*** DATA Section Begins ***

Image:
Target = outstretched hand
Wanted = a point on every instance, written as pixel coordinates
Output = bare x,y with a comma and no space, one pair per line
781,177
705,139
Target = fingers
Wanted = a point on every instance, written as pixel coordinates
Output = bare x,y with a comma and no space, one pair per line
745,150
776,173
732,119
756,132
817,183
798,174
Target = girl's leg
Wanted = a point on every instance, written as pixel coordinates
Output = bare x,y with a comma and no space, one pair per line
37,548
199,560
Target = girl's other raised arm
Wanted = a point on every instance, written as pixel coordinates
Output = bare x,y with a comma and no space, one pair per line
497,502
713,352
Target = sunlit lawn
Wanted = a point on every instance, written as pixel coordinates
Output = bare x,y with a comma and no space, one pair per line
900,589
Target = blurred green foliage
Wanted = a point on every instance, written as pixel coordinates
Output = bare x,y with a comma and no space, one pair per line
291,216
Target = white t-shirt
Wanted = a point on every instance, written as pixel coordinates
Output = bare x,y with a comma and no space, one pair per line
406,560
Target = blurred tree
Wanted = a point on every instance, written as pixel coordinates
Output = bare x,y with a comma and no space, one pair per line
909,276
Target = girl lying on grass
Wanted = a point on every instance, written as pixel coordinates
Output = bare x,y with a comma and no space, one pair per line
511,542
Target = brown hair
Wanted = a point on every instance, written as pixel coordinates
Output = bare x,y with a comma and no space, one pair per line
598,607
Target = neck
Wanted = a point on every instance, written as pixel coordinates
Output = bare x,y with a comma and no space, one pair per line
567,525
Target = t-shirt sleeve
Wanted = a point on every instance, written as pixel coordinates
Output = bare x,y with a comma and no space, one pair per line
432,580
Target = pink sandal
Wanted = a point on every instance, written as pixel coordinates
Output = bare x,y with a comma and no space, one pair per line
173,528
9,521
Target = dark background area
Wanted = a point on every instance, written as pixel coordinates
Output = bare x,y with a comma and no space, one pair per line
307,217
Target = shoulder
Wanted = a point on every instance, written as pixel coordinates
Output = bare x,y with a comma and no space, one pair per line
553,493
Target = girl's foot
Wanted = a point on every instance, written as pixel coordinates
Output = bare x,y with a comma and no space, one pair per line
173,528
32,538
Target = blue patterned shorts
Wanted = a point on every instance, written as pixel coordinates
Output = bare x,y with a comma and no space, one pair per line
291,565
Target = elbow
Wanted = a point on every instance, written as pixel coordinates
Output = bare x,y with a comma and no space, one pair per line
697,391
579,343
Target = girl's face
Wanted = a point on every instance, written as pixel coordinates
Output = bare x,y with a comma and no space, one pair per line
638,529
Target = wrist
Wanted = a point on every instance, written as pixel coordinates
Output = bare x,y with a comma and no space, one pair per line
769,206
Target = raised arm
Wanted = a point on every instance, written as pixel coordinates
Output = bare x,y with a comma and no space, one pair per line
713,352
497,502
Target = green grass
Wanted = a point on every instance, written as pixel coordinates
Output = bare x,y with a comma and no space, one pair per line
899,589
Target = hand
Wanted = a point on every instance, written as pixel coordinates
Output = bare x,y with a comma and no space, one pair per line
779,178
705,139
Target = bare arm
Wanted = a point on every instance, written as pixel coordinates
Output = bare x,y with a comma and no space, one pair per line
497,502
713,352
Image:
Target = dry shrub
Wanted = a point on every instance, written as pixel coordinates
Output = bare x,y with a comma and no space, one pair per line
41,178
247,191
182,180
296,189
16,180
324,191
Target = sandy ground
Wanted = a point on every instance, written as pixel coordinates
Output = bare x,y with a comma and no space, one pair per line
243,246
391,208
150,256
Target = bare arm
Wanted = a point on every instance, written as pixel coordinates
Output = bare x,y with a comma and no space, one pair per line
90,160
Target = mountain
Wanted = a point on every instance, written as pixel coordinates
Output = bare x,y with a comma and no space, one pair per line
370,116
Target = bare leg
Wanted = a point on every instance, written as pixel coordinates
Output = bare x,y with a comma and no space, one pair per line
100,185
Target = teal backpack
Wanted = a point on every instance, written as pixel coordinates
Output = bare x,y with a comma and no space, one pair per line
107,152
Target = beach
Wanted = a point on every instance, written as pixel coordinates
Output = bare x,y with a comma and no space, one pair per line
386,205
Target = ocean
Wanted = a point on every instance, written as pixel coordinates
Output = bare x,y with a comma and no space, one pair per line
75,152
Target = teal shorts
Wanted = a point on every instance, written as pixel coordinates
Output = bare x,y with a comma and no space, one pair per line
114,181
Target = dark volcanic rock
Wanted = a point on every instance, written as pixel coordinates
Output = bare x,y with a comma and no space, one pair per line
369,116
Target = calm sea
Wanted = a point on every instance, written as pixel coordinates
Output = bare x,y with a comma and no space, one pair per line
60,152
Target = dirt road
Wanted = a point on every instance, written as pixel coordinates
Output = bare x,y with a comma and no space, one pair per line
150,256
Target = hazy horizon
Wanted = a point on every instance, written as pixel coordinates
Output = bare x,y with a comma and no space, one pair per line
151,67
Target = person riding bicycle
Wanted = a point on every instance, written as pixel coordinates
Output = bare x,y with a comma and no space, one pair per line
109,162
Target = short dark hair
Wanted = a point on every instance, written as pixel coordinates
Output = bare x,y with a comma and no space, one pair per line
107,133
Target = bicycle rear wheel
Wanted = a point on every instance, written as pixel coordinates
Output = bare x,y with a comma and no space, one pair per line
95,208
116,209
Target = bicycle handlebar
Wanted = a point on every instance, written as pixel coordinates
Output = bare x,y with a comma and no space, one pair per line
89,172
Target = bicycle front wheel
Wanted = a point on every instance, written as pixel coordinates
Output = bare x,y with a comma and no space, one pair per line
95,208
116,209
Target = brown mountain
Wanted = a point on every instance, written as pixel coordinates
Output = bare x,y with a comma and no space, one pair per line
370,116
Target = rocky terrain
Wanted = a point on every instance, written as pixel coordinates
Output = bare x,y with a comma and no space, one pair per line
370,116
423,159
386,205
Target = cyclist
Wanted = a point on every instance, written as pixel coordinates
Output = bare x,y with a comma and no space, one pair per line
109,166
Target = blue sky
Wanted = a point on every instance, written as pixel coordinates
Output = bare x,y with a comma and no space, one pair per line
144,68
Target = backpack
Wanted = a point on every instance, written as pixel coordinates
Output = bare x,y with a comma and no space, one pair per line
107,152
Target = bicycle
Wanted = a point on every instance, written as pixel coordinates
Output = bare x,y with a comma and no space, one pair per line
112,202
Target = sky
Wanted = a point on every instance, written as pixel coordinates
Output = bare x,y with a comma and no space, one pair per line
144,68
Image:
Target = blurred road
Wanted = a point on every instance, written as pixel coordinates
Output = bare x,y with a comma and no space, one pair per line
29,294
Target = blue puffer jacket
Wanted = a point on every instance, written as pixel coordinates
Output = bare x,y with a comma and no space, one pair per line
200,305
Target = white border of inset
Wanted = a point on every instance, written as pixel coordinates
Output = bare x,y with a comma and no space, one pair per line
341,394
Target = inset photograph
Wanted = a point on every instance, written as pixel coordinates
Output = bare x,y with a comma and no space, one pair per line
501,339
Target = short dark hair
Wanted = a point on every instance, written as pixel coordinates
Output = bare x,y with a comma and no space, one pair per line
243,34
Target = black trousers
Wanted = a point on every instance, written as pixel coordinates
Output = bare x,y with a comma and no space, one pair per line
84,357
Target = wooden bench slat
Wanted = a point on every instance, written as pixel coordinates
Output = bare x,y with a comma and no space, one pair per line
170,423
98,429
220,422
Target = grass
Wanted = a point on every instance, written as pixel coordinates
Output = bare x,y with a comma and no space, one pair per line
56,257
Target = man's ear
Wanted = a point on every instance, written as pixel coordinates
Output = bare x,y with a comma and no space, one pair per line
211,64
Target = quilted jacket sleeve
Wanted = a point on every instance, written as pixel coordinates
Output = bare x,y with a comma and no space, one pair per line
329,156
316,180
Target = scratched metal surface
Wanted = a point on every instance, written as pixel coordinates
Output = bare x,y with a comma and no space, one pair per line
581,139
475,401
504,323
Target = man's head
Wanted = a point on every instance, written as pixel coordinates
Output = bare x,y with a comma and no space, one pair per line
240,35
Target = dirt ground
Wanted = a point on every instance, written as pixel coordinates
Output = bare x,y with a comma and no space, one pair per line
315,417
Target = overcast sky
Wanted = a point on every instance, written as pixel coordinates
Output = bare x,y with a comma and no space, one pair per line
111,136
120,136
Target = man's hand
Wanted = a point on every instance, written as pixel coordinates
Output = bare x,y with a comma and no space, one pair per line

*** DATA Section Ends ***

From the records above, show each line that contains the word "inset".

Target = white border of inset
Target = inset photograph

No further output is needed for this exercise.